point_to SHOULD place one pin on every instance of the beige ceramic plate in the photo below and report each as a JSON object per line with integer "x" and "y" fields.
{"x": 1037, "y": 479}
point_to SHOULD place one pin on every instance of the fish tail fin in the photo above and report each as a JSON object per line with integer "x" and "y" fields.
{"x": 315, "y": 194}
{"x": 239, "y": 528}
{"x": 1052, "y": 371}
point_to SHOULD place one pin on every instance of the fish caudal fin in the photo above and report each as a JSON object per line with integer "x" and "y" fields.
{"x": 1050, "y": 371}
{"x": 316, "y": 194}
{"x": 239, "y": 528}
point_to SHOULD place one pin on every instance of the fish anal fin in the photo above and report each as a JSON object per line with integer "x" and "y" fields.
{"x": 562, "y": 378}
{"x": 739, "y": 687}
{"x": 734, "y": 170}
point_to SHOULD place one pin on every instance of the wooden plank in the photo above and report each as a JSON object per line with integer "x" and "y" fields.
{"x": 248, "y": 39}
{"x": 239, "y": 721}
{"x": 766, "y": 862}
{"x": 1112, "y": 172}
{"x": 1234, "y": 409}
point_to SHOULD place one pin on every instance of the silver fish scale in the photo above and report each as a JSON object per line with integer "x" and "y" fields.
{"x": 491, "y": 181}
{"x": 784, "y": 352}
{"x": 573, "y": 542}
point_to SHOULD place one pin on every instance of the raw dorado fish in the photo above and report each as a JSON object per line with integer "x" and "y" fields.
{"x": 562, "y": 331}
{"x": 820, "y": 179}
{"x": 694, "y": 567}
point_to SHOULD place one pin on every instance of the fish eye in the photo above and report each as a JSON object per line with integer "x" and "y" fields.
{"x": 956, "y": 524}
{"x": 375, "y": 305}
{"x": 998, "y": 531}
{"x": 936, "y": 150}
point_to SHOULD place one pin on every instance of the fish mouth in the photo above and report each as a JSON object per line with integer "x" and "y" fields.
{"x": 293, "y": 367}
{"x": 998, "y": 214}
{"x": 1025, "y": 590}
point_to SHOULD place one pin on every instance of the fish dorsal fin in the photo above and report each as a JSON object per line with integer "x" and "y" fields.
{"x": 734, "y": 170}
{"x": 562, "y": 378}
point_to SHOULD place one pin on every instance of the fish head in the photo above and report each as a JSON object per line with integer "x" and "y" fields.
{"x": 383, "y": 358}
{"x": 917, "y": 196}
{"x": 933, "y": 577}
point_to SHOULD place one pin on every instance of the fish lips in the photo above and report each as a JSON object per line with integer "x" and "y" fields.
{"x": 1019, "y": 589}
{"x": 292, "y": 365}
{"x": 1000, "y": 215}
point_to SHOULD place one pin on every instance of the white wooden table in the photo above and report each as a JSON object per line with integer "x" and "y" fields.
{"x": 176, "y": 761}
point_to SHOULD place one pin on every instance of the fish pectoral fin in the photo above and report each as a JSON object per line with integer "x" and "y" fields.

◇ ◇ ◇ ◇

#### Assigned task:
A faithful copy of all the records is required.

#### Task output:
point_to SHOULD place one pin on every instance of the beige ceramic plate in the photo below and report each as a JSON object per line with integer "x" and "y" fields.
{"x": 1037, "y": 479}
point_to SHOULD place one pin on every instance of the fish tail fin in the photo above and report each as a JSON object per line with integer "x" and "y" fields.
{"x": 315, "y": 194}
{"x": 239, "y": 528}
{"x": 1052, "y": 371}
point_to SHOULD place one pin on every instance of the fish caudal fin in the photo above and report each as a JSON object per line with integer "x" and "y" fields.
{"x": 1050, "y": 371}
{"x": 316, "y": 194}
{"x": 239, "y": 528}
point_to SHOULD place one pin on every instance of the fish anal fin in the photo above and report each as a JSON object per line with integer "x" and "y" fields.
{"x": 562, "y": 378}
{"x": 739, "y": 687}
{"x": 734, "y": 170}
point_to SHOULD place one pin on every instance of the wooden plank in the photo above and report each as a JSON object per line with integer "x" and "y" fields.
{"x": 248, "y": 39}
{"x": 239, "y": 721}
{"x": 766, "y": 862}
{"x": 1112, "y": 172}
{"x": 1234, "y": 409}
point_to SHOULD place one pin on every instance of the silver fish scale in the photo above and report each as a JSON object per line with integer "x" and "y" fields.
{"x": 491, "y": 181}
{"x": 784, "y": 352}
{"x": 573, "y": 542}
point_to SHOULD place one pin on every instance of the raw dorado fish in the photo above and report each as a JSON object per line with integer "x" and "y" fields.
{"x": 562, "y": 331}
{"x": 820, "y": 179}
{"x": 694, "y": 567}
point_to SHOULD place one pin on every instance of the fish eye in the photo above and report each as a JSON object per line with integer "x" and "y" fields.
{"x": 956, "y": 524}
{"x": 375, "y": 305}
{"x": 998, "y": 531}
{"x": 936, "y": 150}
point_to SHOULD place one pin on every instance of the fish mouth in the photo above and report each as a JSON object per line with integer "x" and "y" fields.
{"x": 293, "y": 367}
{"x": 998, "y": 214}
{"x": 1025, "y": 590}
point_to SHOULD place one pin on every instance of the fish dorsal fin in the photo above and report each as a JSON object per line with integer "x" and "y" fields.
{"x": 734, "y": 170}
{"x": 562, "y": 378}
point_to SHOULD place one pin on every instance of the fish head in the photo above and report each as a JSON object per line with integer "x" and "y" fields.
{"x": 383, "y": 358}
{"x": 917, "y": 196}
{"x": 933, "y": 577}
point_to SHOULD place one pin on every instance of the fish lips in the photo above and report each as a JSON object per line with integer "x" and "y" fields.
{"x": 1019, "y": 589}
{"x": 292, "y": 365}
{"x": 1000, "y": 215}
point_to SHOULD place one pin on every instance of the white wooden table in the photo above and report each as a JSON object per line with integer "x" and "y" fields.
{"x": 176, "y": 761}
point_to SHOULD place one pin on every instance of the fish pectoral fin in the photo above and report each as a JSON object per line with integer "x" and "y" fields.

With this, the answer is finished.